* Aim of the exercise *
Continue the passage on the Dalai Lama's engagement with science and the Mind and Life Dialogues from where it stops.

* Document segment *
-------
21. Confounding Factors

The apparent contradiction between the Dalai Lama’s modernist and traditionalist orientations potentially presents a confounding factor in any such analysis of his overtures to Science. Within the charged atmosphere of religion and science a perceived disparity between image and reality likely raises questions such as: Who is the real Dalai Lama—the modernist or the traditionalist? Who is he speaking for? Whence does the Dalai Lama’s interest in science derive? Is the rapprochement between him and scientists a genuine attempt at reformation on his part? A noncommittal personal pastime? Or, rather, a masked form of realpolitik against yet another hegemony he sees Tibetan religion and culture confronted with? Does the Dalai Lama abide by the intersubjectively available epistemic norms of Science? Or is, on his view, the scientific approach in certain cases subordinate to epistemologies opaque to all but fully enlightened Buddha’s?
By bringing ulterior motives—ulterior to the joint establishment of scientific fact—and the true intent of such a key figure into consideration, these and similar questions may well interfere with a detached, objective examination of the Mind and Life Dialogues. Questions that spring from seeming inconsistencies in the Dalai Lama’s orientations complicate analyses of the Dialogues in different ways. If the Dalai Lama’s doctrinal views are seen to be debatable, Mind and Life is concurrently seen to be a locus of contestation. Thereby thorny issues of intellectual integrity and epistemic accountability come into play that need to be considered. Are scientists and the Dalai Lama bound by the same epistemic rules? Or, for that matter, why should they be? Again: where and on whom falls the onus of (scientific) proof?
-------
* Dataset content *
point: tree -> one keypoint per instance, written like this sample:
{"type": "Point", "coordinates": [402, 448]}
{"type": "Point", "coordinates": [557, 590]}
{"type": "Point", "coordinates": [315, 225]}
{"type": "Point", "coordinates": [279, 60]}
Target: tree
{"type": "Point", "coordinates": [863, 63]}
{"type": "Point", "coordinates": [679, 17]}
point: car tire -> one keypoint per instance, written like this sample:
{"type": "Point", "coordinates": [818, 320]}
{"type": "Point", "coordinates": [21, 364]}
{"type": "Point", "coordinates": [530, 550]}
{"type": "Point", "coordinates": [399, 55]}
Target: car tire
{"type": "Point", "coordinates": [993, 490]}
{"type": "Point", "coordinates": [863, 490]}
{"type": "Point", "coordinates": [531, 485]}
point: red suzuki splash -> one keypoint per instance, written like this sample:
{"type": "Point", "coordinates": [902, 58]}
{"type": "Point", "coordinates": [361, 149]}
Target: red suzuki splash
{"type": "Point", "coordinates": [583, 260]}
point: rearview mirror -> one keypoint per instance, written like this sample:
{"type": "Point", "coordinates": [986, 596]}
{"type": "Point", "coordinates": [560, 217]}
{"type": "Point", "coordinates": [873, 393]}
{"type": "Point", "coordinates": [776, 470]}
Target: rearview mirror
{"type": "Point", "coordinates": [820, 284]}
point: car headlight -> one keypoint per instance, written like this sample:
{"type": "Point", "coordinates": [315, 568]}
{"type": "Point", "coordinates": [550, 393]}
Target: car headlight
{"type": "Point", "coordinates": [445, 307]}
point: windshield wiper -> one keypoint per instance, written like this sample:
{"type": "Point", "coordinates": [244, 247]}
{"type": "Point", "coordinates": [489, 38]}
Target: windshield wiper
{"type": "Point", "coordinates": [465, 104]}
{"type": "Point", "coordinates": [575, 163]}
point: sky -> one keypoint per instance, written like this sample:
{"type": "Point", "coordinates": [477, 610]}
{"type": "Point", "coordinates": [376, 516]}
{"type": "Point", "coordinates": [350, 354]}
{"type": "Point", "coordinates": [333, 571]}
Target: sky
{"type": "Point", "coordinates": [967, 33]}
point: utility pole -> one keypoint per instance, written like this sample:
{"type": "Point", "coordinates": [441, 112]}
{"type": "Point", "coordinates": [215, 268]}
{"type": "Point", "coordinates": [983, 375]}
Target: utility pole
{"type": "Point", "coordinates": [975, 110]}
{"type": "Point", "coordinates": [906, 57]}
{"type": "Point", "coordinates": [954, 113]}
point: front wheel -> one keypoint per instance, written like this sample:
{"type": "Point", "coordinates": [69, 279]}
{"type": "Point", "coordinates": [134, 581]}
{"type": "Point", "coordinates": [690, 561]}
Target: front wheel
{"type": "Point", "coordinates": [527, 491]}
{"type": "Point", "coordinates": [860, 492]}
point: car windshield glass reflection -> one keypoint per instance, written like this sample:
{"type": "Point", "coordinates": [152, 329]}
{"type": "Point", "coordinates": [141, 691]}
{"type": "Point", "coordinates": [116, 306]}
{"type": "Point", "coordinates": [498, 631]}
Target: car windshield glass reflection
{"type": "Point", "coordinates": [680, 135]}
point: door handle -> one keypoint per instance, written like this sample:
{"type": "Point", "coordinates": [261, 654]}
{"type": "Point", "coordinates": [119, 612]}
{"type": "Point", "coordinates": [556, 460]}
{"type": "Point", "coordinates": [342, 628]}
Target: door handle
-------
* Response *
In recent years, much scholarly effort has been spent to explain just why the obstacles to constructive exchanges between the religious and scientists are notoriously hard to negotiate, both in theory and in practice [75,76,108,109]. For instance: A perceived tension between the Dalai Lama’s traditionalist and modernist streaks and stances readily slides into facile East-West comparisons. Any such approach, would make one vulnerable to prejudging or even disowning the originality of the Dalai Lama’s thought, and thereby confound the analysis of already marginally tractable interactions.
Oftentimes, discussions on Religion and Science concern intracultural interactions such as the current discourse of “Intelligent Design vs. Science.” In this particular case, the knottiness of the exchange is compounded further by the intercultural or transcultural nature of the meetings. Mind and Life being a live, topical interface between Tibetan Buddhism and the sciences, the least one can say is that a presumption of shared assumptions is less warranted in dialogues between the Dalai Lama and (mostly) Western scientists, than between, say, Richard Dawkins and Alister McGrath [110]. It could seem as if East-West comparison is all there is to the analysis.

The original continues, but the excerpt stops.